IHRE AUFGABEN.
A) Beantworten Sie anhand des Textes über die Beziehung zur Mutter die folgenden Fragen:
(i) Welche Berufe hat Sandra Figlioli-Hofstetter?
(ii) Worin besteht laut dem Text der erste Schritt?
(iii) Welches der Zehn Gebote wird zitiert?
B) Aktualisieren Sie im Text über die Beziehung zur Mutter den Abschnitt, der bei «Das Thema ist» beginnt und bei «Mutter mich nervt.» endet, und setzen Sie dabei «Verzweiflung» anstelle von «Weissglut» ein.

BEREITGESTELLTER TEXT.
※ ※ ※
Das Thema ist ein Tabu, dabei betrifft es uns alle: «Die Bindung zur Mutter ist die engste, die ein Mensch erlebt», sagt die Psychologin und Psychotherapeutin Sandra Figlioli-Hofstetter. Genau wegen dieser besonderen Nähe könne die Mutter so unglaublich nerven und uns wie niemand sonst zur Weissglut treiben. Nicht nur, wenn wir Teenager sind, sondern bis ins hohe Erwachsenenalter.
Der erste Schritt ist es, sich zu hinterfragen, warum die Mutter mich nervt.
Doch viele getrauen sich nicht, sich gegen die Mutter aufzulehnen. Schliesslich hat sie uns geboren und – in den meisten Fällen – grossgezogen. Vielleicht spielt da tief verwurzelt in der Gesellschaft sogar eines der Zehn Gebote eine Rolle: «Du sollst Vater und Mutter ehren.»
※ ※ ※
EXTRAHIERTE EINTRÄGE.
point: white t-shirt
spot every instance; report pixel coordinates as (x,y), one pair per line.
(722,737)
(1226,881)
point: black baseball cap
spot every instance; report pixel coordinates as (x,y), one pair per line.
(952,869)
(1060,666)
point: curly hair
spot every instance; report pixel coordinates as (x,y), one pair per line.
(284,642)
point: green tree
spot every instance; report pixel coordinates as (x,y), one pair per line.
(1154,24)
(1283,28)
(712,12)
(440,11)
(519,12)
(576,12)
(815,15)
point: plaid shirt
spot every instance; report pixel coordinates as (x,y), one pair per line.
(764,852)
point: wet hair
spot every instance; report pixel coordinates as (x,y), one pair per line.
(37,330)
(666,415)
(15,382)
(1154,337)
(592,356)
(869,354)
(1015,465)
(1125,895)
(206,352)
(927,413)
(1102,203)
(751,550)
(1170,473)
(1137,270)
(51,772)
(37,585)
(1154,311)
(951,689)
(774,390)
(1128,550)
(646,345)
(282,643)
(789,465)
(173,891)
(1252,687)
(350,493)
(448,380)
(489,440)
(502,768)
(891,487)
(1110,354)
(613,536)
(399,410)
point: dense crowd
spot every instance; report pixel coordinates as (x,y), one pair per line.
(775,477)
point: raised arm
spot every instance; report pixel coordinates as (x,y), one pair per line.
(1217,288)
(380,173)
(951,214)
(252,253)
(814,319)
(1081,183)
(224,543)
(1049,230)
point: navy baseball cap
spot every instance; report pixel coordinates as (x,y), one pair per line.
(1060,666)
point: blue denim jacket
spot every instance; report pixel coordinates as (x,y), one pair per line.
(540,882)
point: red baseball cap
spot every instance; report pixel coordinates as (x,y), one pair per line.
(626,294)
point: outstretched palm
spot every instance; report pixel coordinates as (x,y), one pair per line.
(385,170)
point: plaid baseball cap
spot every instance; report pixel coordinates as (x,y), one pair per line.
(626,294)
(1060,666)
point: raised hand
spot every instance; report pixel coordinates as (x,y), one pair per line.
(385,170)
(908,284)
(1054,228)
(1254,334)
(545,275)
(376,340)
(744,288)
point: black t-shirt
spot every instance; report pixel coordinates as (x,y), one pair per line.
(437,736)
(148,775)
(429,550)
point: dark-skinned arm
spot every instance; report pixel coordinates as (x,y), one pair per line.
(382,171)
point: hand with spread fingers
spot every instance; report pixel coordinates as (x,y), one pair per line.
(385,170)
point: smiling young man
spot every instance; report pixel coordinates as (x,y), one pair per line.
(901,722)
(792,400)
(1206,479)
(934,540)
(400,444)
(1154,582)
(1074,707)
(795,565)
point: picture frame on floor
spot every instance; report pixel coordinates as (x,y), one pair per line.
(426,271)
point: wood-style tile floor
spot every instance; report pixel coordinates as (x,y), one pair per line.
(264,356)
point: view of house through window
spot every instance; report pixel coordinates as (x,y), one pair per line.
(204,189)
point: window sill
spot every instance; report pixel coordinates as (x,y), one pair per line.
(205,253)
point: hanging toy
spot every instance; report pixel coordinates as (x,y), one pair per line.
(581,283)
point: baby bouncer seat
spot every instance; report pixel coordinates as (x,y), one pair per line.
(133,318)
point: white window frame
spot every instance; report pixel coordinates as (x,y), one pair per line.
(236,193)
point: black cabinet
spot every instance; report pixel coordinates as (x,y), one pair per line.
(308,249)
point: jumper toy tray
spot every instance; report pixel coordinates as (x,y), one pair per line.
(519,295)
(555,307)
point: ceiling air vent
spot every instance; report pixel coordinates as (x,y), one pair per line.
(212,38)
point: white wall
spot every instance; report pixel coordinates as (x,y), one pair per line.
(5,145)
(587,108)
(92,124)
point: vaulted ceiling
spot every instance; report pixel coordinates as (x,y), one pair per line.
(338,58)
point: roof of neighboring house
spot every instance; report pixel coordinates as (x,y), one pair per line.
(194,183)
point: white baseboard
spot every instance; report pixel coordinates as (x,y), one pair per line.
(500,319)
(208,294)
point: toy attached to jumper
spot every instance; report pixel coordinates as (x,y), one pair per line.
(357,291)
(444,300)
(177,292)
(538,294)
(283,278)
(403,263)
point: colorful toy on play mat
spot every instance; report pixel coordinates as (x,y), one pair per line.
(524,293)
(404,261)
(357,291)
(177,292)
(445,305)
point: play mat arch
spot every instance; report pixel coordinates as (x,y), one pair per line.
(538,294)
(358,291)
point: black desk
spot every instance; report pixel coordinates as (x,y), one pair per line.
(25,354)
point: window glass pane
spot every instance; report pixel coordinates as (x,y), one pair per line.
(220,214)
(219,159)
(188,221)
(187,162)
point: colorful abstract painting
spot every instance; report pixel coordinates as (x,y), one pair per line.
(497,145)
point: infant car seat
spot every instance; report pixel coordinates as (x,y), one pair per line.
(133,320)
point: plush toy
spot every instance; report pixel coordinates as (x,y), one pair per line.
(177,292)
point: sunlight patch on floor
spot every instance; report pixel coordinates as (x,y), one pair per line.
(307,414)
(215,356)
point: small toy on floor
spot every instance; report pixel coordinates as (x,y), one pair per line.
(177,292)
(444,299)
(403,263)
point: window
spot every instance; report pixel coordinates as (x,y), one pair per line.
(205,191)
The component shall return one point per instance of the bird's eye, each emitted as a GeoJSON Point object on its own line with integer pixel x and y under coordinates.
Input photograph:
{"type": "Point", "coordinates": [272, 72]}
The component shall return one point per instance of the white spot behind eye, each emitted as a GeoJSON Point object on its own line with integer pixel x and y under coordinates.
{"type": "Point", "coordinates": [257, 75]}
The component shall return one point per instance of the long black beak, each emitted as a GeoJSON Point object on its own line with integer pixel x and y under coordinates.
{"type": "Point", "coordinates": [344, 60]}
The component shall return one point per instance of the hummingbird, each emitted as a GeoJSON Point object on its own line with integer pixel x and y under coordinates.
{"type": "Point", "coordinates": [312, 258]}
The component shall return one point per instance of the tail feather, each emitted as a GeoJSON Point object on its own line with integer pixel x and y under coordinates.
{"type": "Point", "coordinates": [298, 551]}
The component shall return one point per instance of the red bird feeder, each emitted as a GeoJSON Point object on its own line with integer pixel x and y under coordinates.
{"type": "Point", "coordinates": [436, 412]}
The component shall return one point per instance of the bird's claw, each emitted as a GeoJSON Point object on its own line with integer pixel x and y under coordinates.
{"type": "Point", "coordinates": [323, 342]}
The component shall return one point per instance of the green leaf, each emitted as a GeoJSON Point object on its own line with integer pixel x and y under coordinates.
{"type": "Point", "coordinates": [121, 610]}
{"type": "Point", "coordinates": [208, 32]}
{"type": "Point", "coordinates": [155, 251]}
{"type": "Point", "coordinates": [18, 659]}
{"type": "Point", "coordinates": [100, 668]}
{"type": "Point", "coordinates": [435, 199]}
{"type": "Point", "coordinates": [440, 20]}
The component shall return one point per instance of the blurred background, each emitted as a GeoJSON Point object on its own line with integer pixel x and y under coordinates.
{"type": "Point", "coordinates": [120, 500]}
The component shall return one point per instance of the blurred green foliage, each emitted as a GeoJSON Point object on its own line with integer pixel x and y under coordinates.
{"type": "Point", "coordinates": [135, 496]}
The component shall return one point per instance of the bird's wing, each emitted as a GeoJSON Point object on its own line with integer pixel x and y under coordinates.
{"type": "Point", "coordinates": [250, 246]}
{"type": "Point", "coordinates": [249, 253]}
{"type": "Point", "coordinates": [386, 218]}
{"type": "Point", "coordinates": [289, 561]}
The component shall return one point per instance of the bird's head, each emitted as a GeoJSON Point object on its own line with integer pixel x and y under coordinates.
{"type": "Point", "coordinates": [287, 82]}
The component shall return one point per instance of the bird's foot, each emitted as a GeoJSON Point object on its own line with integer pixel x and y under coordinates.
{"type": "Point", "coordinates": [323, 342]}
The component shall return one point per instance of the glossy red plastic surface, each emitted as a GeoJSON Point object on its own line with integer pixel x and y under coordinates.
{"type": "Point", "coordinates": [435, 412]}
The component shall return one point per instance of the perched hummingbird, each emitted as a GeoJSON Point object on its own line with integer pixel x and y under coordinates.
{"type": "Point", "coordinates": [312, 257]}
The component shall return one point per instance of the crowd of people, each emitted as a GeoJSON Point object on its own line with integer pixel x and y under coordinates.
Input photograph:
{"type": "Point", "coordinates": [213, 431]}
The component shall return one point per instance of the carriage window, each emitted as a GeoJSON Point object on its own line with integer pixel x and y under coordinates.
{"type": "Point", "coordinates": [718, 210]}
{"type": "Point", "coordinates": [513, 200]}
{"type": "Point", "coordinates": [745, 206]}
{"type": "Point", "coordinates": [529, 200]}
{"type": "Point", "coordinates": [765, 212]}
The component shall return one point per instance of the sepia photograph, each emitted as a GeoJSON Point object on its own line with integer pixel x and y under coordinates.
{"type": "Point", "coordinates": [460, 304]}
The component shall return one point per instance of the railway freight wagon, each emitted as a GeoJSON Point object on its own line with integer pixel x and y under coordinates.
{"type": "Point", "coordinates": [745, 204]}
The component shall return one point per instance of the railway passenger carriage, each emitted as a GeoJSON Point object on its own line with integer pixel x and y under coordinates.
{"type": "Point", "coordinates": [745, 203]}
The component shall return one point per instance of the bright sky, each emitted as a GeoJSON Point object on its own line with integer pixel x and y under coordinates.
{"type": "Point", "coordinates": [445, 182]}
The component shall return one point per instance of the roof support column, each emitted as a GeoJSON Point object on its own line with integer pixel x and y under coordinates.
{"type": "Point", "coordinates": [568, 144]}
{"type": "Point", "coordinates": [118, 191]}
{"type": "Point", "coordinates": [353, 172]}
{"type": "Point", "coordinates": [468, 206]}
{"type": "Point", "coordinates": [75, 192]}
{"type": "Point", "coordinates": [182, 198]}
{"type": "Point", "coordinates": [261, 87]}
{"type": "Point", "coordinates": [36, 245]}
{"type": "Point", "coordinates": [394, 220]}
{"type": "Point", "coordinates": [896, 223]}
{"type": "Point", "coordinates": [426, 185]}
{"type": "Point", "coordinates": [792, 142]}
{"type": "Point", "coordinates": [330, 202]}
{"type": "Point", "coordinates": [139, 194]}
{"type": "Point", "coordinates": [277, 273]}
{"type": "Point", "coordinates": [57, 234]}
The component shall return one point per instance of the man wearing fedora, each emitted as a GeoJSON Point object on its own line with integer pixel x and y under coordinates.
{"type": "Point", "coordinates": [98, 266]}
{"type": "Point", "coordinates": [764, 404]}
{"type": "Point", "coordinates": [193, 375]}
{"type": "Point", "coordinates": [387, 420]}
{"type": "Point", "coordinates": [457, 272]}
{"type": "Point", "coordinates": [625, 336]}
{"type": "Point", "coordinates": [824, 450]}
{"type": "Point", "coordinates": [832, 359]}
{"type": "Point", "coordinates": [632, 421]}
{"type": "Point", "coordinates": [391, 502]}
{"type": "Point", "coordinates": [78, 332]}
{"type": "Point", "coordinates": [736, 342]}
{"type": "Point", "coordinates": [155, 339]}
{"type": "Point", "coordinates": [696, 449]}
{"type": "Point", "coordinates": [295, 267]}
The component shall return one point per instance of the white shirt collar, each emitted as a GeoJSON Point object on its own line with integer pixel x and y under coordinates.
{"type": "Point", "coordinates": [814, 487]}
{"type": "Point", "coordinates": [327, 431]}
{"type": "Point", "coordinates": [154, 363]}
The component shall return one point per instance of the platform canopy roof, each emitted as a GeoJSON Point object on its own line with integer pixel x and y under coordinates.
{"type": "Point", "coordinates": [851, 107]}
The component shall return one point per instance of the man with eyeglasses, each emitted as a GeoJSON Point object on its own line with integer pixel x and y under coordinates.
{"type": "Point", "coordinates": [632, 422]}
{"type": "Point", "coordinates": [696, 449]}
※ ※ ※
ERWARTETE ERGEBNISSE.
A)
(i) Sie ist Psychologin und Psychotherapeutin.
(ii) Der erste Schritt besteht darin, sich zu hinterfragen, warum die Mutter einen nervt.
(iii) «Du sollst Vater und Mutter ehren.»

B)
Das Thema ist ein Tabu, dabei betrifft es uns alle: «Die Bindung zur Mutter ist die engste, die ein Mensch erlebt», sagt die Psychologin und Psychotherapeutin Sandra Figlioli-Hofstetter. Genau wegen dieser besonderen Nähe könne die Mutter so unglaublich nerven und uns wie niemand sonst zur Verzweiflung treiben. Nicht nur, wenn wir Teenager sind, sondern bis ins hohe Erwachsenenalter.
Der erste Schritt ist es, sich zu hinterfragen, warum die Mutter mich nervt.